▶ **What you need to do**
Could you copy, word for word, only the lines from the one containing "each like [168,99]." through the last line of the records below, both included?

▶ **Given entries**
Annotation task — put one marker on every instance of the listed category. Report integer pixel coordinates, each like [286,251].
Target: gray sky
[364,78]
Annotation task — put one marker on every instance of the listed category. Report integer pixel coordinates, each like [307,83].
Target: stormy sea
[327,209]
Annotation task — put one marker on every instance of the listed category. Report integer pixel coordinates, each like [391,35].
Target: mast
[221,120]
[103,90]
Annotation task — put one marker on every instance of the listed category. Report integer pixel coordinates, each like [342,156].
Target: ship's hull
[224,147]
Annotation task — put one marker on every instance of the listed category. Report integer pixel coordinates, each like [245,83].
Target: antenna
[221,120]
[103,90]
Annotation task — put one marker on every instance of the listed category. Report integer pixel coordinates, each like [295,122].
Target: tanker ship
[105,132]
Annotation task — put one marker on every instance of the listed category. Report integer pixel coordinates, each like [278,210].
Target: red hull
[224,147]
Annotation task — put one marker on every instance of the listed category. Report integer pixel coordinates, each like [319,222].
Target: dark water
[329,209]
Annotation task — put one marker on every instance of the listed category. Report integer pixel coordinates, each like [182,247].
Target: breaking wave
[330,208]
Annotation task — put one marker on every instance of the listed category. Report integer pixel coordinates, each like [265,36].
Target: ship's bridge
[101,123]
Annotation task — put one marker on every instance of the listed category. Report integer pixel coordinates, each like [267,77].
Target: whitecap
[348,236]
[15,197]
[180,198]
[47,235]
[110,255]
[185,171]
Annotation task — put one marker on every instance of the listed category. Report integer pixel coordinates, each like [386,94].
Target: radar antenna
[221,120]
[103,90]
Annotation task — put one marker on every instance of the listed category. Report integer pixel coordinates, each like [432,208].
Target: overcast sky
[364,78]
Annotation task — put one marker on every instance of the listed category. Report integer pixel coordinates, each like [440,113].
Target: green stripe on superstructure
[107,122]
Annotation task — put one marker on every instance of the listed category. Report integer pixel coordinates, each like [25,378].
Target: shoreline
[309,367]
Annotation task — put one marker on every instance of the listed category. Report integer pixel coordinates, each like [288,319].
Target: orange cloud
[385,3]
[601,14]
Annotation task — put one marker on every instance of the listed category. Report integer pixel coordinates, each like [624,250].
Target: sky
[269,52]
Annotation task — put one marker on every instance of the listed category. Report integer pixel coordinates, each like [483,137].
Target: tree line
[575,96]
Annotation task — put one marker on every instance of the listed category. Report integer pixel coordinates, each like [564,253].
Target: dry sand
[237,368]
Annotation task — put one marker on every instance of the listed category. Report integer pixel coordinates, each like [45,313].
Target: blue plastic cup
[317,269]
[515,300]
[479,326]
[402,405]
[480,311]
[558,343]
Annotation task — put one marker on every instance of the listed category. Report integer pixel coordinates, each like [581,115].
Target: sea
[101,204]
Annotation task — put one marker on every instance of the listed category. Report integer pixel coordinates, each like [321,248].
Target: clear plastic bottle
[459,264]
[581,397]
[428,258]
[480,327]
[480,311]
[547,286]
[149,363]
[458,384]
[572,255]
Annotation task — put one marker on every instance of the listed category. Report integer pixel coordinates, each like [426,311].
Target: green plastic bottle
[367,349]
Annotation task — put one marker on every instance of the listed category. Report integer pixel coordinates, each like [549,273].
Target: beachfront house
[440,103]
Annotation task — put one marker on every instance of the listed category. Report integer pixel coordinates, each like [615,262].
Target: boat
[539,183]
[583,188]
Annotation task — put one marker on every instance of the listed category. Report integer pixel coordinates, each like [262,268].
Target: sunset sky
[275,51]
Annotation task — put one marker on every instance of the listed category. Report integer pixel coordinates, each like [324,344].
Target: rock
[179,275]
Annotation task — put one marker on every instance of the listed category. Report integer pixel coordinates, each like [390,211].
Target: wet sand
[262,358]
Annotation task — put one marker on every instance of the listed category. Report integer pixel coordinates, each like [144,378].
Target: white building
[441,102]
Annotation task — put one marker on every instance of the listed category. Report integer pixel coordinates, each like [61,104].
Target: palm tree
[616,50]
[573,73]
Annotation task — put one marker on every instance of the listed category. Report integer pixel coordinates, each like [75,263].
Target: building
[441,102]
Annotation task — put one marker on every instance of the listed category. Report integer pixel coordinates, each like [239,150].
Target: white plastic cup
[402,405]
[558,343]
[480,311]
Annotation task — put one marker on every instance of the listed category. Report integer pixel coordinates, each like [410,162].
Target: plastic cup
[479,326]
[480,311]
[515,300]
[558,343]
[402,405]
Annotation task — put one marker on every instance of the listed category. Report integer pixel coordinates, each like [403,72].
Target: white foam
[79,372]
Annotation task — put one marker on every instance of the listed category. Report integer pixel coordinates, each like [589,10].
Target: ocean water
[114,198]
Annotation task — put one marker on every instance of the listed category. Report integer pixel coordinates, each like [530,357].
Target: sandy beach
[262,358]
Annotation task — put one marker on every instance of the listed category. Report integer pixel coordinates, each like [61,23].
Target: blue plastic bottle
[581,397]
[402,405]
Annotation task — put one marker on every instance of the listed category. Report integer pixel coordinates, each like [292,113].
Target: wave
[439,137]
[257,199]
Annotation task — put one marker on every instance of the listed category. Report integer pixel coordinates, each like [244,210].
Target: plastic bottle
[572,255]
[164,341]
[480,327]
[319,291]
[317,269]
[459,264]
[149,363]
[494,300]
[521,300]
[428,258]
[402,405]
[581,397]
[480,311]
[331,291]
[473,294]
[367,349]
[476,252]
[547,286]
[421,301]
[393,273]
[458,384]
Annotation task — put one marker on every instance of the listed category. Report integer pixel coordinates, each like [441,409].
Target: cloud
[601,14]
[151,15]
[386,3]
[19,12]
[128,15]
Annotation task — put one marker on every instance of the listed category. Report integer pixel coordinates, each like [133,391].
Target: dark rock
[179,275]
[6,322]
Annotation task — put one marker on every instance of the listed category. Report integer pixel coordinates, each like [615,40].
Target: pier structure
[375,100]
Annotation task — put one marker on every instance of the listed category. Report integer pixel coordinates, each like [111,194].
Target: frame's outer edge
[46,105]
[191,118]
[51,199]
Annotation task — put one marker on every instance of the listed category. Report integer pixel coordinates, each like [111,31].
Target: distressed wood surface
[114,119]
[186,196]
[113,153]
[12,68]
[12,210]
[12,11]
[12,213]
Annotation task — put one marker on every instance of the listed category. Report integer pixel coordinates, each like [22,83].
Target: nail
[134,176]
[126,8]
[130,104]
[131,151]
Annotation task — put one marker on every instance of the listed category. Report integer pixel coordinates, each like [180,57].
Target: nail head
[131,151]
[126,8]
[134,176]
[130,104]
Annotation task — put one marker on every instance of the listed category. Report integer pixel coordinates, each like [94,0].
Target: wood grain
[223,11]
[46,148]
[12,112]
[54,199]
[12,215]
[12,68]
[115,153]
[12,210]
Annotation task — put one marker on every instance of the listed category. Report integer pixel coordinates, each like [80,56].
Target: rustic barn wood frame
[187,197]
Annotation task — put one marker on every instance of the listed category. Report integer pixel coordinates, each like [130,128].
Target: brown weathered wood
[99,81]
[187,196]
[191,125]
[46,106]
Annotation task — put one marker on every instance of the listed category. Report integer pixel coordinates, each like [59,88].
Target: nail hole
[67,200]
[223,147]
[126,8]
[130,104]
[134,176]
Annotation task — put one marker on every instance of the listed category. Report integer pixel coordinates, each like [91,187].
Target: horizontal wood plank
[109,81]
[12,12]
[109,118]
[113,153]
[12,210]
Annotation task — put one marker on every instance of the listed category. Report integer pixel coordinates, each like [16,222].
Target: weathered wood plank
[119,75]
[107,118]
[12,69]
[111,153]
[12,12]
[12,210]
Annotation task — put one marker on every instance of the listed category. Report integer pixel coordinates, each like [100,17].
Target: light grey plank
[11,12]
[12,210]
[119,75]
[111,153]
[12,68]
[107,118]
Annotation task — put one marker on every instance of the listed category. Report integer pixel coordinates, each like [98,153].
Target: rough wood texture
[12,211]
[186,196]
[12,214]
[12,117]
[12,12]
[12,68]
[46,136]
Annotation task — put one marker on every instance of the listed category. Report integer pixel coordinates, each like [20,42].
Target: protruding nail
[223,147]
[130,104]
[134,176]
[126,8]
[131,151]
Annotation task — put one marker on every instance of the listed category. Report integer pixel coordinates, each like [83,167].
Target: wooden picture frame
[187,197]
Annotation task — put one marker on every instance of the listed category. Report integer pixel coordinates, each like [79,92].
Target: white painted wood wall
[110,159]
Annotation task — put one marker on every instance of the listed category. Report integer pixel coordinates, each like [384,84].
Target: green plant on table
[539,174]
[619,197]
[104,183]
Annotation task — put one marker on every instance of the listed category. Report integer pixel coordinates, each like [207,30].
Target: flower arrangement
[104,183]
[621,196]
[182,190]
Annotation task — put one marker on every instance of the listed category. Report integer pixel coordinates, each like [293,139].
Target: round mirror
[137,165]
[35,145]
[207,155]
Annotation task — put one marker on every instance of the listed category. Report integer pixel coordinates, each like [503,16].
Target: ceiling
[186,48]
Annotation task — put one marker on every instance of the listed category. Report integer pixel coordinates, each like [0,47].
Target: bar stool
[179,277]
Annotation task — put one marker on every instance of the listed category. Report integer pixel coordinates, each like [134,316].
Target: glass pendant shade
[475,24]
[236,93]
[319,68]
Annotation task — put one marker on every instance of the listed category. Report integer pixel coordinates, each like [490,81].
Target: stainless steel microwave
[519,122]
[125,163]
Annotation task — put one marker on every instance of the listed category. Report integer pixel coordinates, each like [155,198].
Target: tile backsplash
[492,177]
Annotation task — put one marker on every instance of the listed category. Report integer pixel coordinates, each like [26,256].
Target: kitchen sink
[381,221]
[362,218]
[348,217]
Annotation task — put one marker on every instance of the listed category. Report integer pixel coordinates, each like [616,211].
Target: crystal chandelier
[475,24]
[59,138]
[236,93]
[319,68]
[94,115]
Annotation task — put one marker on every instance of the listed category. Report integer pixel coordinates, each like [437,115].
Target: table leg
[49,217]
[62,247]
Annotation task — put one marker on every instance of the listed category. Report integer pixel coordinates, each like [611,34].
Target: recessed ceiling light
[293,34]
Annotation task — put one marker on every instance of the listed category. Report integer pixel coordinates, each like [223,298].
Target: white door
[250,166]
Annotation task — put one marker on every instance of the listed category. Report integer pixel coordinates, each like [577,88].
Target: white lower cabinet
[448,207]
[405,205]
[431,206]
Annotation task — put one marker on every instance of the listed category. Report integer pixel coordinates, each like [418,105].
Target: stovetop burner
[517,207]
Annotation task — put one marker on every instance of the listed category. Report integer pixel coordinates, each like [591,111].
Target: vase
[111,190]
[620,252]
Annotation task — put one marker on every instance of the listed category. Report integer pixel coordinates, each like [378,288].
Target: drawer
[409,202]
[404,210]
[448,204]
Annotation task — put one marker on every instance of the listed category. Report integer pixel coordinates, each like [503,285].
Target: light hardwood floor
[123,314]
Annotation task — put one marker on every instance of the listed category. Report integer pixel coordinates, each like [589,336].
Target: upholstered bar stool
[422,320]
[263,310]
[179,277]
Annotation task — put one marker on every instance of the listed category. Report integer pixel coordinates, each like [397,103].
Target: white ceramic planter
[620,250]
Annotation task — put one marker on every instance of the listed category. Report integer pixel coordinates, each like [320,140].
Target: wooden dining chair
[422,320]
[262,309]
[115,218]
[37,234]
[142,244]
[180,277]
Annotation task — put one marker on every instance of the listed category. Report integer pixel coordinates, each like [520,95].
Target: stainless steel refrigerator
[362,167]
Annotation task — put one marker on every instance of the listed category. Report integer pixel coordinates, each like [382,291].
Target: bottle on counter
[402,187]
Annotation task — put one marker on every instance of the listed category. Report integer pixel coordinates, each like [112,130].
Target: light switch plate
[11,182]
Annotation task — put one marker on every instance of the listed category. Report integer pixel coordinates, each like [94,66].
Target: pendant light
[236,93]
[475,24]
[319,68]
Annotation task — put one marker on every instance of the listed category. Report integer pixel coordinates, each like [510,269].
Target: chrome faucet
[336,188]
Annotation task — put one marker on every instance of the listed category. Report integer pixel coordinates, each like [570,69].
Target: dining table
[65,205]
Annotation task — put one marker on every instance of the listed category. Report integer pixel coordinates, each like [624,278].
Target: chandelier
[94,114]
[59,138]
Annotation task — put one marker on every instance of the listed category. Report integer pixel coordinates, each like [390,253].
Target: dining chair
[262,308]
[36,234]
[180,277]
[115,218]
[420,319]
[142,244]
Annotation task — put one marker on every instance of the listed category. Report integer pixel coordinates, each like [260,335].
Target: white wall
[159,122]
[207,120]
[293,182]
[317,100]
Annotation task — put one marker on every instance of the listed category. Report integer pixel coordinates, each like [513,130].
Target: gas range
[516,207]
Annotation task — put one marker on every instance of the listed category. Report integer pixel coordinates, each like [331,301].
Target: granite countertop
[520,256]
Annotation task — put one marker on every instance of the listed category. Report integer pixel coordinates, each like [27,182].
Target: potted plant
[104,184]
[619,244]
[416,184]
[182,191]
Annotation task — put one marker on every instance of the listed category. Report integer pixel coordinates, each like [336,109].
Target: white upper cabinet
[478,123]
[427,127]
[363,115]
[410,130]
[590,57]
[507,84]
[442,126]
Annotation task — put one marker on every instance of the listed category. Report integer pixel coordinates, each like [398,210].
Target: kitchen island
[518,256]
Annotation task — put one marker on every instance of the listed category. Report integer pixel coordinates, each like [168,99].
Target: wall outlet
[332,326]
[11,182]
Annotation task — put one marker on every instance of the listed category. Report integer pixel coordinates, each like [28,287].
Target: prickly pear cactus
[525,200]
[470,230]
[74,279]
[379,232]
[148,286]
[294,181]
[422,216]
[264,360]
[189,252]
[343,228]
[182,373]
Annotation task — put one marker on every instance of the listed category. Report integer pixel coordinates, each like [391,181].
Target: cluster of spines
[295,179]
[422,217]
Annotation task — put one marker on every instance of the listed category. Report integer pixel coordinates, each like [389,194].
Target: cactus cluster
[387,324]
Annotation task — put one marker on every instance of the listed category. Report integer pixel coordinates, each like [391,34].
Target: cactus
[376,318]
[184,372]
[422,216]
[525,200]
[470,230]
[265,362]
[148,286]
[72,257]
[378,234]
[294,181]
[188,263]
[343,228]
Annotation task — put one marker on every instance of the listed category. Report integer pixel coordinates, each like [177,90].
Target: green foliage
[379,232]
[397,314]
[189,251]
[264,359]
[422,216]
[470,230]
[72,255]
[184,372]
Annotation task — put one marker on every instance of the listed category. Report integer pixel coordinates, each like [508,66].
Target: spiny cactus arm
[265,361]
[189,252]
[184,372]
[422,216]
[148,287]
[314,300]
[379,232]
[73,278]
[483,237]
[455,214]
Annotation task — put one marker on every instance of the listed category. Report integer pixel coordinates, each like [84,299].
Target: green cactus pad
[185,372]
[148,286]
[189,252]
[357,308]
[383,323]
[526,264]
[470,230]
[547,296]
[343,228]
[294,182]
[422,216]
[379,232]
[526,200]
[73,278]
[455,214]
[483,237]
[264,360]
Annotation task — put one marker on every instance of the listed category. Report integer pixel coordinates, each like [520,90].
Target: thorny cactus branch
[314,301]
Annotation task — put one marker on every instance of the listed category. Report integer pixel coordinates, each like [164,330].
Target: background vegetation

▶ **Solution**
Annotation task — put one marker on every instance of the listed category. Report integer pixel coordinates, each like [168,99].
Target: wall outlet
[332,326]
[11,182]
Annotation task — put one marker on every instance of the listed category. Report integer pixel coordinates, each like [28,287].
Target: prickly pear cactus
[525,200]
[470,230]
[74,279]
[379,232]
[148,286]
[294,181]
[422,216]
[264,360]
[189,252]
[343,228]
[182,373]
Annotation task — put one marker on every instance of the listed category. Report integer pixel coordinates, each like [391,181].
Target: cluster of spines
[295,179]
[422,217]
Annotation task — put one marker on every instance of the listed category. Report integer pixel coordinates, each like [389,194].
Target: cactus cluster
[387,324]
Annotation task — put one marker on every instance of the listed category. Report integer pixel coordinates, each like [391,34].
Target: cactus
[376,318]
[184,372]
[422,216]
[525,200]
[470,230]
[265,362]
[148,286]
[72,257]
[378,234]
[294,181]
[188,263]
[343,228]
Annotation task — put one marker on every instance of the listed category. Report integer pixel coordinates, each like [177,90].
Target: green foliage
[379,232]
[397,314]
[189,251]
[264,359]
[422,216]
[470,230]
[72,255]
[184,372]
Annotation task — put one marker on every instance of the listed category. Report integer pixel coordinates, each like [508,66].
Target: spiny cactus arm
[265,361]
[189,252]
[184,372]
[422,216]
[148,287]
[314,300]
[379,232]
[73,278]
[483,237]
[455,214]
Annotation task — put one marker on every instance of the listed category. Report integer pixel coordinates, each like [84,299].
Target: green cactus pad
[185,372]
[148,286]
[189,252]
[357,308]
[383,323]
[526,264]
[470,230]
[547,296]
[343,228]
[294,182]
[422,216]
[379,232]
[526,200]
[73,278]
[455,214]
[483,237]
[264,360]
Annotation task — put one marker on every instance of the listed category. Report integer pixel coordinates, each like [520,90].
Target: thorny cactus branch
[314,301]
Annotation task — put one marker on every instance of the listed category. Report integer pixel coordinates, each like [164,330].
Target: background vegetation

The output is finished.